Un Islam d’autant plus vrai qu’il est modéré

Non Soumission n’est pas un petit roman moderne où l’auteur parle de son moi profond, c'est-à-dire de ses entrailles en se léchant le nombril. Il n’appelle pas les commentaires psychologisant des légions critiques gloseurs révélant l’effet miroir de l’homme, extrapolant en constatant : ça me fait quelque chose quelque part. Non. La place de l’Islam est essentielle dans le livre. La religion musulmane dans ce roman est bien plus qu’un simple décorum pour une intrigue. C’est le champ du possible pour révéler la capacité de l’homme postmoderne à se soumettre. C’est aussi et surtout la possibilité, par la rencontre faite avec le monde occidental, d’imaginer un Islam du point de vue le plus favorable et le moins caricatural pour l’homme d’aujourd’hui. Ce qui émerge de cette confrontation est un substrat quasiment inattaquable. Sur France 2, au lendemain de la parution de son livre, Houellebecq disait lui-même avec l’apathie qu’on lui connait que l’Islam de son roman est un Islam extrêmement modéré, sans doute le plus modéré du monde. C’est parfait, cela nous convient bien. Cela signifie qu’on va pouvoir l’attaquer frontalement, le critiquer radicalement sans que nous soit opposée une accusation d’amalgamisme, sans que nous soit imposée l’obligation de distinguer des méchants et des gentils. Merci à Houellebecq d’avoir imaginé ce monde de l’Islam modéré en Occident, de l’Islam humaniste.

● **Consignes de travail**
• A. Répondez brièvement à ces questions sur le texte sur Soumission :
(i) Sur quelle chaîne Houellebecq s'est-il exprimé au lendemain de la parution de son livre ?
(ii) Selon le texte, quelle capacité de l'homme postmoderne la religion musulmane permet-elle de révéler dans le roman ?
(iii) Comment Houellebecq qualifie-t-il l'Islam de son roman ?
• B. Prolongez le texte sur Soumission au-delà de sa dernière phrase.
Le matériel présenté ensuite n'a aucun lien avec le texte sur Soumission.

● **Lignes**
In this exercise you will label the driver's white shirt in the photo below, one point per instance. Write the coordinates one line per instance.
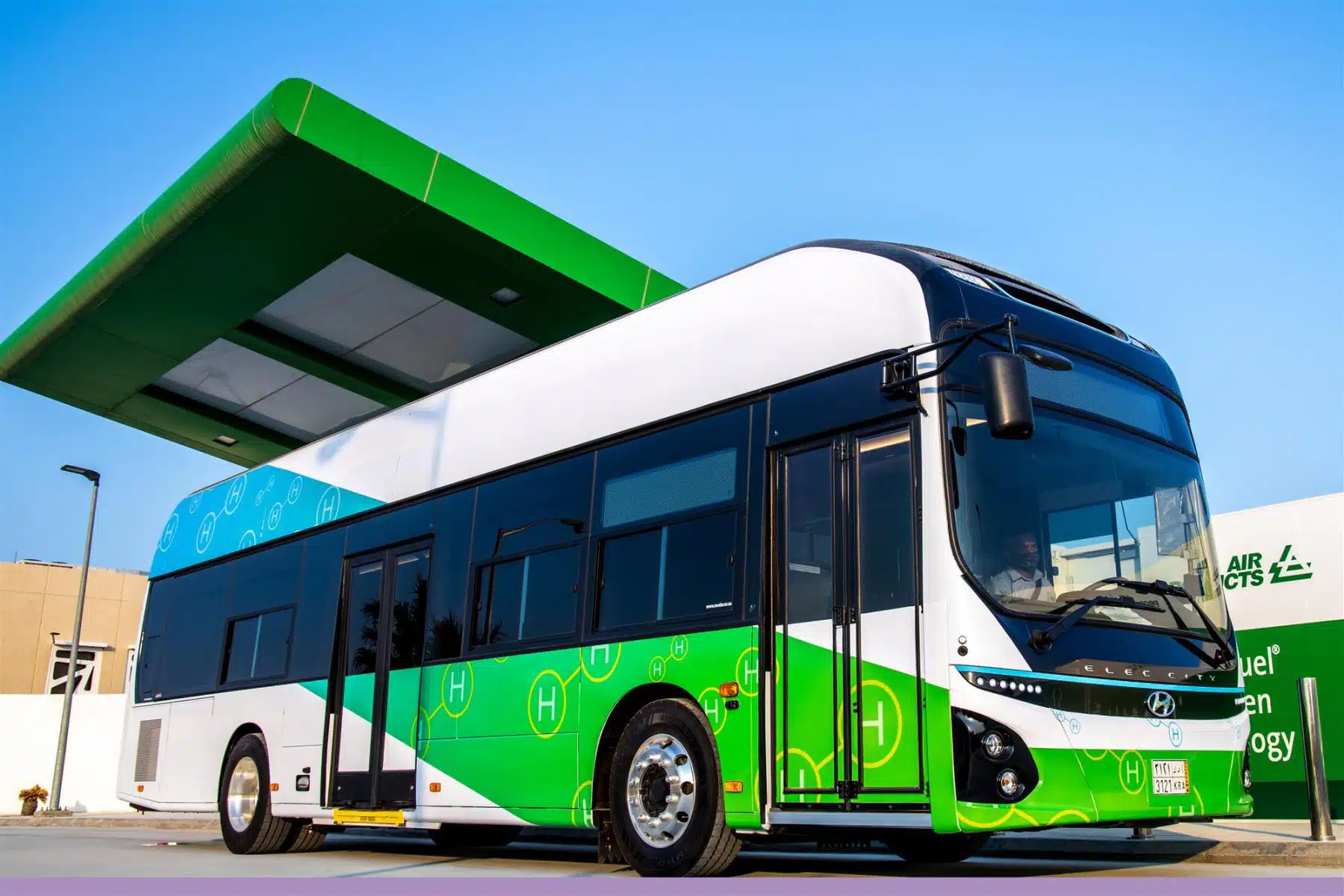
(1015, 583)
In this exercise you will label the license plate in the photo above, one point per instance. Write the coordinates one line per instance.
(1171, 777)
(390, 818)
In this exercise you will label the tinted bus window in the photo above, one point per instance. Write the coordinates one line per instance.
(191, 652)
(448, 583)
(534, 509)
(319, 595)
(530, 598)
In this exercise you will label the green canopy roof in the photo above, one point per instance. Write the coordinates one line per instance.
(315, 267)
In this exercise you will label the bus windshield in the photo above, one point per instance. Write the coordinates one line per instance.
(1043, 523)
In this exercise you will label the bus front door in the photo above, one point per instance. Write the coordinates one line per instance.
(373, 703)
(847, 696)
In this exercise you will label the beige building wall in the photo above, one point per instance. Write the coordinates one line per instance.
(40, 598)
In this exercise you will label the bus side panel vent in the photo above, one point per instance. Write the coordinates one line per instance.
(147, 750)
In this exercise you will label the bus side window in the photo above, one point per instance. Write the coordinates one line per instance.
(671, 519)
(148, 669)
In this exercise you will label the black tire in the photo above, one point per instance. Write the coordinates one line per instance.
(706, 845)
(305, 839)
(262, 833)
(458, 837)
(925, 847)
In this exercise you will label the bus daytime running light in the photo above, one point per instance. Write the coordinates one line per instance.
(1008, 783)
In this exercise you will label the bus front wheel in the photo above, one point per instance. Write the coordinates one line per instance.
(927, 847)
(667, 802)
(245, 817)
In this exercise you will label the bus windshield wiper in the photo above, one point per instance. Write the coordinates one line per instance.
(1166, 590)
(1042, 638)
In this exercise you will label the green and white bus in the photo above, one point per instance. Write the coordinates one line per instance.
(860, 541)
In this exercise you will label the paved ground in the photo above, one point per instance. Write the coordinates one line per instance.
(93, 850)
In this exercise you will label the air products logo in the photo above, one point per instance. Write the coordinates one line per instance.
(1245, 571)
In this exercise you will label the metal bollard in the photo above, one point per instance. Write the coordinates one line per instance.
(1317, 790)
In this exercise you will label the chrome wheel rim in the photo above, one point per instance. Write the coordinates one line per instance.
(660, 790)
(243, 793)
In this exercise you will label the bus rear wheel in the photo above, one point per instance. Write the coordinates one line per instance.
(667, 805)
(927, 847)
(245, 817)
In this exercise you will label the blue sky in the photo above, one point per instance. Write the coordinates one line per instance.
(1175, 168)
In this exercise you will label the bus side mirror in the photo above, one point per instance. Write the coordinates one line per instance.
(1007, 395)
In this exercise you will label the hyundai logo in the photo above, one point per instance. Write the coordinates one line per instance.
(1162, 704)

● **Résultats attendus**
• A.
(i) Sur France 2.
(ii) Sa capacité à se soumettre.
(iii) Comme un Islam extrêmement modéré, sans doute le plus modéré du monde.

• B.
L’Islam réinvente la paix romaine

Houellebecq ne fait certes pas une narration destinée à condamner l’Islam, c’est évident. Il crée une fiction où l’Islam est la suite logique d’une postmodernité. Le livre révèle donc une certaine conception de l’homme par l’Islam mais aussi dans la société occidentale. Il montre que nous sommes prêts, que la République et la société de consommation nous ont préparé à la soumission, pire, nous y ont déjà placés. Le livre de Houellebecq montre que le musulman sera le genre humain. Il est finalement le citoyen idéal pour succéder au consommateur qui avait succédé au soldat. Grâce à l’Islam, la République peut espérer organiser la paix mondiale, réinventer la paix romaine, de façon plus efficace qu’avec les droits de l’homme et les supermarchés. Mohamed Ben Abbes, le nouveau président de la République Française, conserve d’ailleurs l’essentiel des institutions républicaines et ambitionne de prendre la présidence de l’Europe en tournant le dos petit à petit à ses financiers du golfe. Le directeur de la Sorbonne devenu ministre dans le roman avait d’ailleurs construit sa thèse d’un Islam humaniste, et je crois bien que les deux mots vont très bien ensemble. Ce nouveau président musulman de la France souhaite en effet « incarner un nouvel humanisme, présenter l’Islam comme la forme achevée d’un humanisme nouveau, réunificateur… » (Soumission – Michel Houellebecq – Flammarion – ISBN 978-2-0813-5480-7 - p152)

La géopolitique selon Houellebecq

Au delà de l’Islam illustré offert par ce livre, le lecteur a accès à des visions géopolitiques du héros et de personnages du roman, tout à fait criantes de vérité et non soumises, puisque issues de la narration d’une sphère privée, à la censure du politiquement correct. Seule la narration peut dire des vérités, puisque ce sont les vérités toutes relatives dites par un personnage forcément critiquable par ailleurs. Les vérités géopolitiques sortent de la bouche d’interlocuteurs à figure d’expert du narrateur.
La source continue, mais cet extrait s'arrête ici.